## SOURCE RECORDS
┄┄┄┄┄┄┄┄┄┄

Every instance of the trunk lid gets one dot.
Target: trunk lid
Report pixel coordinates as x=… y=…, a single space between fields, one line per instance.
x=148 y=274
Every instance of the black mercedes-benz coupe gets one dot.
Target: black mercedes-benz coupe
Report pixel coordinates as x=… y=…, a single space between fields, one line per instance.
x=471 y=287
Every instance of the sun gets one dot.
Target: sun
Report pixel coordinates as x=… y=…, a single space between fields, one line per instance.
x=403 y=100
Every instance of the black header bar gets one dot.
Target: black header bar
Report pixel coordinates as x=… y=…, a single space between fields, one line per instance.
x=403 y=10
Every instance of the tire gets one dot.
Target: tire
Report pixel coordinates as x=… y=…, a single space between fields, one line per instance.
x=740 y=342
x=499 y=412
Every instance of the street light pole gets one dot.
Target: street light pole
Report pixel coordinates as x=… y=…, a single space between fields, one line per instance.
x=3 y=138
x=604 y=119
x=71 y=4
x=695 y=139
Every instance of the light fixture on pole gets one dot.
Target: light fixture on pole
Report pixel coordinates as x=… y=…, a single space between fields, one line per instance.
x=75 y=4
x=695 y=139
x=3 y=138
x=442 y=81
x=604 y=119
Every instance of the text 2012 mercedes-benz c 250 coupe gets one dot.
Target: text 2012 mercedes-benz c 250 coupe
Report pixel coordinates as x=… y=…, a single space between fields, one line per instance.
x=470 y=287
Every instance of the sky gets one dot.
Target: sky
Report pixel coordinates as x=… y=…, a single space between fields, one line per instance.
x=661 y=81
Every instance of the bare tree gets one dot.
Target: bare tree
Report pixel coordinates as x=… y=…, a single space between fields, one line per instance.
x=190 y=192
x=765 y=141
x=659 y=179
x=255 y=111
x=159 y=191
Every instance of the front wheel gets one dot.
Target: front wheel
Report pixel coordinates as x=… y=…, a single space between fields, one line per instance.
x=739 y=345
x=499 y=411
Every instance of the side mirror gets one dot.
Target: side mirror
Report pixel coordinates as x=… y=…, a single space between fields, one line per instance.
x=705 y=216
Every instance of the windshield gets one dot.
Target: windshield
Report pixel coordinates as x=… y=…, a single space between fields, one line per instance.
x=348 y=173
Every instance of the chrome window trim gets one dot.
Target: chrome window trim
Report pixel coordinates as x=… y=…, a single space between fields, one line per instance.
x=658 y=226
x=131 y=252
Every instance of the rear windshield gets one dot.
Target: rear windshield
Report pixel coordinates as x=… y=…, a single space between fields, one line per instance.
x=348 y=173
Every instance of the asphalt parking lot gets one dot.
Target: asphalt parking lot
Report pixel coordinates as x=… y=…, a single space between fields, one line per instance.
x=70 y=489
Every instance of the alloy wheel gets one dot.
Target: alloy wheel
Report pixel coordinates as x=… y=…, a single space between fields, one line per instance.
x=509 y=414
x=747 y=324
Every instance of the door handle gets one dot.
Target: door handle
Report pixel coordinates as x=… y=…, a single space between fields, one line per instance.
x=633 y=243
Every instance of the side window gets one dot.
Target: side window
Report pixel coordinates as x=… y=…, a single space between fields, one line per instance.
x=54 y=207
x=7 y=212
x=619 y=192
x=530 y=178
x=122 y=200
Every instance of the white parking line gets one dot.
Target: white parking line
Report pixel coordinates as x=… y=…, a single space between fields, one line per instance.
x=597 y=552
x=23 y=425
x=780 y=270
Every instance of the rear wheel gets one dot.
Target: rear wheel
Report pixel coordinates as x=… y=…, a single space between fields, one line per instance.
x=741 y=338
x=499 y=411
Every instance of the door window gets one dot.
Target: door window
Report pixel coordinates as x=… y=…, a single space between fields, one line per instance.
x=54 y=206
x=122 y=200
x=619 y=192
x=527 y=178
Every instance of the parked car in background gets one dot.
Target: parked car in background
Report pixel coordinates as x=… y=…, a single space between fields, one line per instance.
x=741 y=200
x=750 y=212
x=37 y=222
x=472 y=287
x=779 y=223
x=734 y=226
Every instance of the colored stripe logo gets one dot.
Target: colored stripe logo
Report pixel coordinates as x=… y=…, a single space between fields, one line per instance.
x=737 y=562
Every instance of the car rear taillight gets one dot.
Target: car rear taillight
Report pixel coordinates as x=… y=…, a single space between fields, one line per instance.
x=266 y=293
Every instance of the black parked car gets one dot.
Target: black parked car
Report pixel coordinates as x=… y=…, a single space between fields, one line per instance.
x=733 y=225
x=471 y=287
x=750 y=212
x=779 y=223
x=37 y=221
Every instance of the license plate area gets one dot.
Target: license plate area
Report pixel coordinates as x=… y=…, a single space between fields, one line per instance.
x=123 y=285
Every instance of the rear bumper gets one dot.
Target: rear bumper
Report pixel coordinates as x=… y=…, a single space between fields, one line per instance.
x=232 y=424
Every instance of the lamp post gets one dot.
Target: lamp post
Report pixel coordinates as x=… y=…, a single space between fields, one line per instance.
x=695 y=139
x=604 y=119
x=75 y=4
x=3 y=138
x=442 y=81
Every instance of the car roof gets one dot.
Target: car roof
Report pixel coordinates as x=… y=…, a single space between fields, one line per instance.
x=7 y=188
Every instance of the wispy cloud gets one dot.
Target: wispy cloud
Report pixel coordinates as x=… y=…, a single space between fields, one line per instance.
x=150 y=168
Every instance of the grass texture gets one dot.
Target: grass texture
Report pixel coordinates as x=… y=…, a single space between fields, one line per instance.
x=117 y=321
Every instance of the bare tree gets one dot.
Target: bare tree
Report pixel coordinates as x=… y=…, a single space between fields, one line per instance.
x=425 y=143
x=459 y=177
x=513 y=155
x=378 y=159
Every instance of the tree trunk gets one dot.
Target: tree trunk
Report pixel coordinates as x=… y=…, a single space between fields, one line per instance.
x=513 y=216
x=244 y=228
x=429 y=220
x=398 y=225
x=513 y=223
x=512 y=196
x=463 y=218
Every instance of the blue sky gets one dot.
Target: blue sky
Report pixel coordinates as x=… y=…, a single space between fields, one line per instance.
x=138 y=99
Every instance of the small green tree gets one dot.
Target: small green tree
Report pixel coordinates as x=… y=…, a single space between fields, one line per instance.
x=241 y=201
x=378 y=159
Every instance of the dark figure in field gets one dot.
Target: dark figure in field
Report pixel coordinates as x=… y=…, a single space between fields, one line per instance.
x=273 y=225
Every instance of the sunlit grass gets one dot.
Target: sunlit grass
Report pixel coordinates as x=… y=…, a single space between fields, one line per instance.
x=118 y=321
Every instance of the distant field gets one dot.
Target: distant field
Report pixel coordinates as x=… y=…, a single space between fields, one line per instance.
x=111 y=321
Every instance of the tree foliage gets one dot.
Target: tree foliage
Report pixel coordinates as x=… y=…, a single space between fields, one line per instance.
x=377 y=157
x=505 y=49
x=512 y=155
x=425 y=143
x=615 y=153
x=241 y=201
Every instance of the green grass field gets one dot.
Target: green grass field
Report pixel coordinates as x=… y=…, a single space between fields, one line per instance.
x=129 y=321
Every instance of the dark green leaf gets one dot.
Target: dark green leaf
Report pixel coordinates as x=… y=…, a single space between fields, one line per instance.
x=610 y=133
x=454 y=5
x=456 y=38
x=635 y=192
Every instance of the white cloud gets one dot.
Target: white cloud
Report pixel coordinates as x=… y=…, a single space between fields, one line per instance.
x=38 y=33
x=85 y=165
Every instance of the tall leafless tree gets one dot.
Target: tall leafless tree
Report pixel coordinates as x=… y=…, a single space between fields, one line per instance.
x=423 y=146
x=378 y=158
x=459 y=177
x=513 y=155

┄┄┄┄┄┄┄┄┄┄

## DIRECTIONS FOR THIS TASK
In the entries above, find the line holding "Target: rear windshield" and the line holding "Target: asphalt parking lot", then retype exactly those two lines and every line between them, and nothing else.

## ANSWER SECTION
Target: rear windshield
Report pixel coordinates as x=… y=…, a single space between fields, one line per instance.
x=348 y=173
Every instance of the asphalt parking lot gets one dot.
Target: asphalt parking lot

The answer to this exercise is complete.